**YOUR TASK**. Return the whole of the data exactly.

┄┄┄┄┄┄┄┄┄┄

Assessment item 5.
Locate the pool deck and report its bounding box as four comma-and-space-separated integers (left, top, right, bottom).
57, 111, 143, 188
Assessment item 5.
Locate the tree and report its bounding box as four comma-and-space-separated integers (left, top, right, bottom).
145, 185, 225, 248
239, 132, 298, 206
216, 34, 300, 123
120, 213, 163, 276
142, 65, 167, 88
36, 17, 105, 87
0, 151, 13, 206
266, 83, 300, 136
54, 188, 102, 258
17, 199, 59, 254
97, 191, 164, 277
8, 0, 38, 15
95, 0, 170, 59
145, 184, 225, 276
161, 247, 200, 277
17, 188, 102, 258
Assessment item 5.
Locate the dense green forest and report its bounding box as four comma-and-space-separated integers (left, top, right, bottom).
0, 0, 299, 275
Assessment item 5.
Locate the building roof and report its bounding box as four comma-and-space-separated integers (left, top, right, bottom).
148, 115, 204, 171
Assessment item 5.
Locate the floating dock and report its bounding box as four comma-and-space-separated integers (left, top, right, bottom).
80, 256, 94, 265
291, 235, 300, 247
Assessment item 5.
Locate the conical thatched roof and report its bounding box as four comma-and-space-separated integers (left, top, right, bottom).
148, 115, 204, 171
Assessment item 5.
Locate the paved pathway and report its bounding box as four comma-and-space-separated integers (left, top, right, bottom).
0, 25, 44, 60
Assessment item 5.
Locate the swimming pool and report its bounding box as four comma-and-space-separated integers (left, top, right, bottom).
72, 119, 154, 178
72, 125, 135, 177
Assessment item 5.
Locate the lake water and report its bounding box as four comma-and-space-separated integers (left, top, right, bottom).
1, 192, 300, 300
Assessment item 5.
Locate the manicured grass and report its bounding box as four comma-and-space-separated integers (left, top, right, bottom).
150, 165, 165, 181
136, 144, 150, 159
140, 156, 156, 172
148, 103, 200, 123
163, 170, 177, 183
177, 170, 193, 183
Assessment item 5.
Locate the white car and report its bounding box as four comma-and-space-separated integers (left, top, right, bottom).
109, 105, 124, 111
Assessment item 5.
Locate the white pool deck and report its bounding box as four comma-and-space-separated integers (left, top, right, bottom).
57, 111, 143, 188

┄┄┄┄┄┄┄┄┄┄

**SOLUTION FOR THIS PROBLEM**.
Assessment item 5.
Locate the pool deck and report its bounding box as four comma-and-space-separated integers (left, top, right, bottom).
57, 111, 143, 188
Assessment item 5.
Locate the tree and report its bounding box as four comma-and-space-separated integers (left, top, right, bottom).
145, 185, 225, 248
239, 132, 298, 206
216, 34, 300, 123
120, 213, 163, 276
142, 65, 167, 88
36, 17, 105, 87
0, 151, 13, 206
266, 83, 300, 136
54, 188, 102, 258
17, 199, 59, 254
97, 191, 164, 277
8, 0, 38, 15
95, 0, 170, 59
145, 184, 225, 276
161, 247, 200, 277
17, 188, 102, 258
Assessment item 5.
Locate the dense green forest and report its bounding box as four comma-and-space-separated integers (left, top, right, bottom).
0, 0, 299, 275
Assessment item 5.
Locate the building roof and report its bounding box as four comma-and-space-separated integers (left, top, right, bottom).
148, 115, 204, 171
Assessment item 5.
Locate the floating dock and report its bounding box as four comma-and-space-separated integers (left, top, right, bottom).
80, 256, 94, 265
291, 235, 300, 247
Assessment item 5.
Locate the conical thatched roof and report its bounding box as four comma-and-space-separated integers (left, top, right, bottom).
148, 115, 204, 171
Assessment item 5.
Locate the paved pathway and report its bounding box as four comma-and-space-separated integers (left, top, right, bottom).
0, 25, 44, 60
Assessment item 5.
Locate the swimming pool and report its bounding box as four comma-and-space-separated integers (left, top, right, bottom).
72, 119, 154, 178
72, 125, 135, 177
Assessment item 5.
Locate the lake water and report its bounding box as four comma-and-space-separated integers (left, top, right, bottom).
1, 192, 300, 300
Assessment item 5.
Locate the manicured grass and report its bounding box as four comma-and-space-separated integers (left, top, right, bottom).
150, 165, 165, 181
136, 144, 150, 159
140, 156, 156, 172
148, 103, 200, 123
163, 170, 177, 183
177, 170, 193, 183
Assessment item 5.
Locate the white car and report its bounding box as four comma-and-space-separated integers (left, top, right, bottom).
109, 105, 124, 111
Assessment item 5.
Locate the white pool deck and report its bounding box as four comma-and-space-separated integers (left, top, right, bottom).
57, 111, 143, 188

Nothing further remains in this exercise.